**Passage shown:**
+-------+

# Brusier



## Bruiser11 (Mar 15, 2014)

Alright Ladies & Gents. This is the start of my project, I got some window decals for the car this week and got to get them on yesterday.. 
I realize its not much. but i'm waiting a few weeks to get the windows tinted and working out some prices at work for my wheels & tires. 

I'm going to need to get my rocker panel replaced as the car decided to eat it pulling out a parking lot on a hill hmy: -- That's but a majot delay on my wheels and tires..

I'll post the damage pic if you guys want.. i'm trying to not think about it myself. I'm just pissed AF because one of my parts guys noticed it at work before myself
.








The story behind the stickers
1) pretty little driver. Saw the group online, love the concept and in the process of getting officially involved.
2) phillies -- born and raised to love them. Bbaseball is the only professional sport I choose to follow. The other part of the story for the phillies sticker is when I purchased my Cruze, the car I had been driving was a 98 Toyota Corolla & My 5 year old son sits in the right rear. Well on that window I had a Phillies stickers. Since purchasing the Cruze my son has questioned why I didn't have "HIS" Phillies sticker on it so I had to get another one. Had it personally made in a glitterly red.
3) Wind Gap Chevy Buick, yes this is the dealership i purchased my Cruze at. so you ask why give them Free Advertising.:question:
Well its also the Reason, my Cruze is being paid for and i Can purchase all my additions to the vehicle. I work here!!

+-------+

**Written problem A:**
Answer these questions about the forum post on the Cruze decals:
(i) What part of the car needs to be replaced?
(ii) What car was the poster driving before buying the Cruze?
(iii) At which dealership was the Cruze purchased?
**Written problem B:** Write what comes next in the forum post on the Cruze decals, picking up after its final sentence.

**Data:**
+-------+

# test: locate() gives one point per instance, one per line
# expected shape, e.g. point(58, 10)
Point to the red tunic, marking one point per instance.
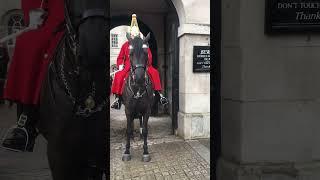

+-------+

**Task result A:**
(i) The rocker panel.
(ii) A 98 Toyota Corolla.
(iii) Wind Gap Chevy Buick.

**Task result B:**
I'm the social media girl, and I work in the internet/bdc dept. same thing different names. I'm extremely proud to work for this dealership and my bosses/owners are amazing people!!!!

okay theres my story, i also have one more sticker on the left rear smaller window for a friend that past away..:whatdoyouthink:


----------



## XtremeAaron (Jan 22, 2012)

Saw your post on facebook earlier. Welcome btw.


----------



## Mick (Dec 31, 2011)

Had to stare at the picture for a while before I realized it was an instagram hack.

Welcome to the forum.


----------



## Bruiser11 (Mar 15, 2014)

XtremeAaron said:


> Saw your post on facebook earlier. Welcome btw.


Thanks!!


----------



## Bruiser11 (Mar 15, 2014)

Mick said:


> Had to stare at the picture for a while before I realized it was an instagram hack.
> 
> Welcome to the forum.


didn't have the orginal pics on my work desktop, so I stole my own pic from facebook!!

pretty excited I'm in talk with a fellow cruze owner to buy his sonic wheels and tires he put on his cruze. He is considering going back to stock wheels & tires for his 1lt.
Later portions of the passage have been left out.